_Problem to solve:_
Only one stretch of the data below is wanted: the lines starting at the one with "Target: table top" and ending at the one with "Target: book on shelf", both included, given again exactly.

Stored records
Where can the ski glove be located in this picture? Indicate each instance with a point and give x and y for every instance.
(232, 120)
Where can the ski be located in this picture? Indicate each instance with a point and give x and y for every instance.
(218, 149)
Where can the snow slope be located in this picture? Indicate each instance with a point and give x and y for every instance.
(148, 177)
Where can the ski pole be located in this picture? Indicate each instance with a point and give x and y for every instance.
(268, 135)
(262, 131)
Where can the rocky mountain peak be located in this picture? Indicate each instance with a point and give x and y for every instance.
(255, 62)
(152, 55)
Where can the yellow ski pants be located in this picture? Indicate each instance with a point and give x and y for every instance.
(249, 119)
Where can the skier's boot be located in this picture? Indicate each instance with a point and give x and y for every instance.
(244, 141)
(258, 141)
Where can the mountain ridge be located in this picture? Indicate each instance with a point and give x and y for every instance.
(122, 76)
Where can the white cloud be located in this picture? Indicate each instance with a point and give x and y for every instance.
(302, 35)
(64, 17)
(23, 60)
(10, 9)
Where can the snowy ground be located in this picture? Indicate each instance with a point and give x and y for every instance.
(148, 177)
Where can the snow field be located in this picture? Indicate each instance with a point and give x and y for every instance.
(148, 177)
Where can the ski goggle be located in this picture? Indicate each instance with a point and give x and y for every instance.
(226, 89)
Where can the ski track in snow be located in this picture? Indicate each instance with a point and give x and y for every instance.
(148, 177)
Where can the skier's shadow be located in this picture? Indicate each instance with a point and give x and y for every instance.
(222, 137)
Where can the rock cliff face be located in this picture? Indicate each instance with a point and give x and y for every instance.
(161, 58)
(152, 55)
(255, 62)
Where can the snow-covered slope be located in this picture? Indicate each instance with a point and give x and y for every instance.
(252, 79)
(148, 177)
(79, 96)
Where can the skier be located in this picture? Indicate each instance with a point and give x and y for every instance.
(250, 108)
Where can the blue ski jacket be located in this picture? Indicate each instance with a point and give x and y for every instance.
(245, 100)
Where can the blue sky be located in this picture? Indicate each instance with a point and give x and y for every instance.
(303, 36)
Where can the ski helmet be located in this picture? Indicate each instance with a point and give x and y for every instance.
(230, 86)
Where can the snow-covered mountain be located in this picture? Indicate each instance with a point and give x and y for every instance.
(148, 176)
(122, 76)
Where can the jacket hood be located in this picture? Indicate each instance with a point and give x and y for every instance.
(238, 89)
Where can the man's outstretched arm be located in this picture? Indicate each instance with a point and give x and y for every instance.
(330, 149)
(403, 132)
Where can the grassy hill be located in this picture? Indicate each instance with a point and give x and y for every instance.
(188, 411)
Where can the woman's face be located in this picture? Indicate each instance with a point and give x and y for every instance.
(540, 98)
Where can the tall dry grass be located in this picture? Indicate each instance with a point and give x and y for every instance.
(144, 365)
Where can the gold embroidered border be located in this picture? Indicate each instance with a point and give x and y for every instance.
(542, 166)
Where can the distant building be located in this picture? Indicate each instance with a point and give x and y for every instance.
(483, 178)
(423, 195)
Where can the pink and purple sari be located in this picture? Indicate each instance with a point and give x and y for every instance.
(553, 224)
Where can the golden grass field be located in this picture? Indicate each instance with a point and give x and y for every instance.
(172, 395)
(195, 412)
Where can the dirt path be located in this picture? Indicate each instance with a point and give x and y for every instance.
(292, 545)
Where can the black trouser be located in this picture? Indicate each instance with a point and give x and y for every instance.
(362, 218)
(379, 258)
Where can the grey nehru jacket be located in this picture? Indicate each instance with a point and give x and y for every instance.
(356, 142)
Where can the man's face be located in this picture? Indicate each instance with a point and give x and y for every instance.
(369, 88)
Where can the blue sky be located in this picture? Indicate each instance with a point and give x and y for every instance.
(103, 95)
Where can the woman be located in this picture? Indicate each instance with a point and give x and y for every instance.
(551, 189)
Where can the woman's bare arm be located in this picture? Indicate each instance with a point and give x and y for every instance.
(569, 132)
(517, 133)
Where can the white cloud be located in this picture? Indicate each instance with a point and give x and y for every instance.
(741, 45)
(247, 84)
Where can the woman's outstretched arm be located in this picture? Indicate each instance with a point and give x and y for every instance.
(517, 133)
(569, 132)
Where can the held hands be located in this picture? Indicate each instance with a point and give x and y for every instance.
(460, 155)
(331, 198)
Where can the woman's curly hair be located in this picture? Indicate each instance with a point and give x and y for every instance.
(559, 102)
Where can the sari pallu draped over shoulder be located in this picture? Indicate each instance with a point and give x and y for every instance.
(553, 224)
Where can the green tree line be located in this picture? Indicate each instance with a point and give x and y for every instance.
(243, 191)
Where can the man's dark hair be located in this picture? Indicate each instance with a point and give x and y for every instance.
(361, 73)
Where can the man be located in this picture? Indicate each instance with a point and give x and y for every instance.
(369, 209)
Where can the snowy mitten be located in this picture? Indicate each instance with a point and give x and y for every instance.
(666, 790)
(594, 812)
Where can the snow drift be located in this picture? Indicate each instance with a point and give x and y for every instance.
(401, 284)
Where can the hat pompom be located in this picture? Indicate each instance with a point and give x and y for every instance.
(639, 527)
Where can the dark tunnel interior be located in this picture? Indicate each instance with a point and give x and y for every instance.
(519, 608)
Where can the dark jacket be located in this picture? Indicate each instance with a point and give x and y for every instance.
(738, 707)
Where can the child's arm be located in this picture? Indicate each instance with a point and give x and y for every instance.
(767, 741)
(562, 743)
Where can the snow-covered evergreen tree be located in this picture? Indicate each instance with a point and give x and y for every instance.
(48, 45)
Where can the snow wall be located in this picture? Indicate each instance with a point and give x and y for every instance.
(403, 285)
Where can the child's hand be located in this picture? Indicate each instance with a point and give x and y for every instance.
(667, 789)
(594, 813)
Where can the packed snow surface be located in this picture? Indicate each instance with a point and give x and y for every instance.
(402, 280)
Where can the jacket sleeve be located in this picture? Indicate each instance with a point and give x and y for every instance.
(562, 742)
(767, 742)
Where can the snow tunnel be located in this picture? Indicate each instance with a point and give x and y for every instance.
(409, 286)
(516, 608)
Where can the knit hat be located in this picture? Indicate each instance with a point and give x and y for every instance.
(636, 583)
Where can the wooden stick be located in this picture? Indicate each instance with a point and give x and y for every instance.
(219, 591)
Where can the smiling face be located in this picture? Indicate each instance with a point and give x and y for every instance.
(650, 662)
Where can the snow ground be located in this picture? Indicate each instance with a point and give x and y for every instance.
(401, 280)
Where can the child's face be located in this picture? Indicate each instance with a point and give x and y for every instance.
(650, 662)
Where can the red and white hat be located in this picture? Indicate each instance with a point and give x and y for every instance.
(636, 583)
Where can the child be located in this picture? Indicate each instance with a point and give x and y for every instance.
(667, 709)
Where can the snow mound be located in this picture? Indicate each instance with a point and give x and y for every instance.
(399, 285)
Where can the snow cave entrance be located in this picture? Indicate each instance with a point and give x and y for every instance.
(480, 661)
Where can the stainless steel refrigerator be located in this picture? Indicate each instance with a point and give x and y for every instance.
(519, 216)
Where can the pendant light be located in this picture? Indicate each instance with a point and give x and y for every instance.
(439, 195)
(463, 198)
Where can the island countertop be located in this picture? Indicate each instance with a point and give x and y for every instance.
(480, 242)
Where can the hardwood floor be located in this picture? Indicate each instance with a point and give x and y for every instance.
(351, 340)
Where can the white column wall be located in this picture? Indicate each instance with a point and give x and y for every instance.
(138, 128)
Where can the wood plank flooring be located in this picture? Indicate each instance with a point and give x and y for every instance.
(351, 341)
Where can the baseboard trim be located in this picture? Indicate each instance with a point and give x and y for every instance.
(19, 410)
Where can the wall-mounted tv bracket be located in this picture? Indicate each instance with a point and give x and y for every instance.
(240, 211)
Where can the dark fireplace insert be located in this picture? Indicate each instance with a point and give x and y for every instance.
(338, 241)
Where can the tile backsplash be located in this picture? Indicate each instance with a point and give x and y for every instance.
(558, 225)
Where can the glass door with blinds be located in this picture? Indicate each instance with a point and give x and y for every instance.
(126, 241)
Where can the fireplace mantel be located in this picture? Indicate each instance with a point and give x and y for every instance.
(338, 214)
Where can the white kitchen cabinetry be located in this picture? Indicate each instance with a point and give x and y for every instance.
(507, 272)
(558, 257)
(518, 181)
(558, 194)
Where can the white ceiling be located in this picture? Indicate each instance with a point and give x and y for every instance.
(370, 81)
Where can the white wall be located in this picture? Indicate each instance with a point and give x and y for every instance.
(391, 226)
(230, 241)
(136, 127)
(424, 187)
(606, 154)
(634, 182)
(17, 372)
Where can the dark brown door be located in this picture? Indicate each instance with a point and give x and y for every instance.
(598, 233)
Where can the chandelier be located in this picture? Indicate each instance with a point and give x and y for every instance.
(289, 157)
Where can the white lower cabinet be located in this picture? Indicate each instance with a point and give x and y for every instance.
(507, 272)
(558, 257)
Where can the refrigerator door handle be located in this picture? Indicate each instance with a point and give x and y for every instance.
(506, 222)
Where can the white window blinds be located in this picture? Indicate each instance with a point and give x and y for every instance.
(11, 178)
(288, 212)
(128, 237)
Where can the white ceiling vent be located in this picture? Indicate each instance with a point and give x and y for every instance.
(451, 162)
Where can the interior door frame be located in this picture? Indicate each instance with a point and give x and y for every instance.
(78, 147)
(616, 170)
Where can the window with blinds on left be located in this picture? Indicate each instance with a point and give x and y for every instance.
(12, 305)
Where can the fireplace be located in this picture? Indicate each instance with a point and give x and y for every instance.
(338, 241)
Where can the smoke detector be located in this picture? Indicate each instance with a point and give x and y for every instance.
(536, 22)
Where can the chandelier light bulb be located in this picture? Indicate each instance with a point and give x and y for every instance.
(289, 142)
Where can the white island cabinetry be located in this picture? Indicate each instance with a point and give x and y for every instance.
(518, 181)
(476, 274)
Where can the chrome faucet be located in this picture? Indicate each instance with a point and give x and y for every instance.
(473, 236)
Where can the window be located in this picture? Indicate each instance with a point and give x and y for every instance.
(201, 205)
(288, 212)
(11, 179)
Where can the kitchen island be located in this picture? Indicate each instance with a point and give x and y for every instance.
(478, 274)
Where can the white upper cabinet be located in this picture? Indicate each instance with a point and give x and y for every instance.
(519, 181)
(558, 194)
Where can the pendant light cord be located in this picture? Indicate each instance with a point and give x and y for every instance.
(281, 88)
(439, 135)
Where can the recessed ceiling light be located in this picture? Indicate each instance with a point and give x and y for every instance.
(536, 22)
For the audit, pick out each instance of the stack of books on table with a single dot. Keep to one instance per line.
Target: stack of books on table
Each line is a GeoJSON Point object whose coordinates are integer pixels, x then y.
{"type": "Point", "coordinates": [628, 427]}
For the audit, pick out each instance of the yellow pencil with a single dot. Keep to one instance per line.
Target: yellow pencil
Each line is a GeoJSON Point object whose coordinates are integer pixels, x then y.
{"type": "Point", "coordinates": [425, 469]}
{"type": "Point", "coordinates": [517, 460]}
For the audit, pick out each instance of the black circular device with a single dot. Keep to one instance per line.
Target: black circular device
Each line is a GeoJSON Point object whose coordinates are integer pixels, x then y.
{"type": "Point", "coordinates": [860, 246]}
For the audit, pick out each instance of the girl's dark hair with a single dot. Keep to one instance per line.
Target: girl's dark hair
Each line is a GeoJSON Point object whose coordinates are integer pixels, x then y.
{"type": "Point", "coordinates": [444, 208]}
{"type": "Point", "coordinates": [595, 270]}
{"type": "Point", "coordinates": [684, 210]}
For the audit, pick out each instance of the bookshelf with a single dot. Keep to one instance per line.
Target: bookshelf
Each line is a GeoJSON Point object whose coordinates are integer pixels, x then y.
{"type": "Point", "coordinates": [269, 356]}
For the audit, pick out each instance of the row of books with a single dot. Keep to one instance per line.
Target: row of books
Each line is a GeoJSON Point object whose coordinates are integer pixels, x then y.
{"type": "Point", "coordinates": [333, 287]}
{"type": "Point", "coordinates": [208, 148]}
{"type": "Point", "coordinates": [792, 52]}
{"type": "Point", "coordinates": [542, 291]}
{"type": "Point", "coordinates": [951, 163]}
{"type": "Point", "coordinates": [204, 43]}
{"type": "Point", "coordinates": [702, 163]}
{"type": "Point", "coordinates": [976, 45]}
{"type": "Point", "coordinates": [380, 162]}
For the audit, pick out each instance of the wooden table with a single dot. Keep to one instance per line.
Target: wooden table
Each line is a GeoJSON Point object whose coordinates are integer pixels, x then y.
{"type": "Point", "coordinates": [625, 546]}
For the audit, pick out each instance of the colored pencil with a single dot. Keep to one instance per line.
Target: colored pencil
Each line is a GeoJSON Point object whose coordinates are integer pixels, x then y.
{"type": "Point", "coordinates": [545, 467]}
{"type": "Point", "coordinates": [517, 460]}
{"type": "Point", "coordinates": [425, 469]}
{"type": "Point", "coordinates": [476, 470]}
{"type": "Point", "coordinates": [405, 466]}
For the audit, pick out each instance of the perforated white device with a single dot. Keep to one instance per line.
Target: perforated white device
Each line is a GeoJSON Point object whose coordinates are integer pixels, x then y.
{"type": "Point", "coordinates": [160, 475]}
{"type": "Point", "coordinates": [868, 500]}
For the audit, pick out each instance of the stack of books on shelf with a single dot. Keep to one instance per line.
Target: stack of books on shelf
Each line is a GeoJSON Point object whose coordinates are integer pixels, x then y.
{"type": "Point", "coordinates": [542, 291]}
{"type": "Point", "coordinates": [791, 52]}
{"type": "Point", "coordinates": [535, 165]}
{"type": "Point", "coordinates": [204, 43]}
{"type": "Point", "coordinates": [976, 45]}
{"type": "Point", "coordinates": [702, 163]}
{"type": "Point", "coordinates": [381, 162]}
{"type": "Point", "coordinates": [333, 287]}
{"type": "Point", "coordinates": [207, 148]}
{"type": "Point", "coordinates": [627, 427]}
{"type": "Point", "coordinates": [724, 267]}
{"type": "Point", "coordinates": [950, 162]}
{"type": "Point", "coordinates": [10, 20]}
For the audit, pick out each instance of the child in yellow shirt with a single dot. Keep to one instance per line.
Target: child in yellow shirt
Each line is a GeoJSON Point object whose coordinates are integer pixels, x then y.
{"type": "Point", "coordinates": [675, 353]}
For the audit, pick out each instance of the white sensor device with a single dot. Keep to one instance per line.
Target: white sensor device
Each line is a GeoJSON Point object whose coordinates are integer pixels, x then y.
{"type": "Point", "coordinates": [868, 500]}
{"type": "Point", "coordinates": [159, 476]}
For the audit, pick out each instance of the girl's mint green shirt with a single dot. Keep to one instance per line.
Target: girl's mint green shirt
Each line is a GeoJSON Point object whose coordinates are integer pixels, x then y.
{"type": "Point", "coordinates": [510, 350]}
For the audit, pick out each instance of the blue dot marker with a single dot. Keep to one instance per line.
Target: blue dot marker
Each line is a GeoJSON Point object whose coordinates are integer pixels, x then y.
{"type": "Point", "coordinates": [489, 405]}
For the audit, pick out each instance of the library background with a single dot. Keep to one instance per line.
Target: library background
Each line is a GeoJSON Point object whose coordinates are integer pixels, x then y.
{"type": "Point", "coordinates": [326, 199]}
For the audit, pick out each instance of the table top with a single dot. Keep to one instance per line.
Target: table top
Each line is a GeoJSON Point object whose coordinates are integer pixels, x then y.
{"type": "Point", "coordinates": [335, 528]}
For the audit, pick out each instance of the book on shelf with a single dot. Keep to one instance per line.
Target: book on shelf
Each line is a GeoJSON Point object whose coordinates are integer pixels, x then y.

_Answer to the problem:_
Target: table top
Each line is a GeoJSON Point object whose coordinates are integer pixels, x then y.
{"type": "Point", "coordinates": [335, 528]}
For the audit, pick out each instance of the book on shelf with a single dot. Keep to one instance per line.
Target: book on shelf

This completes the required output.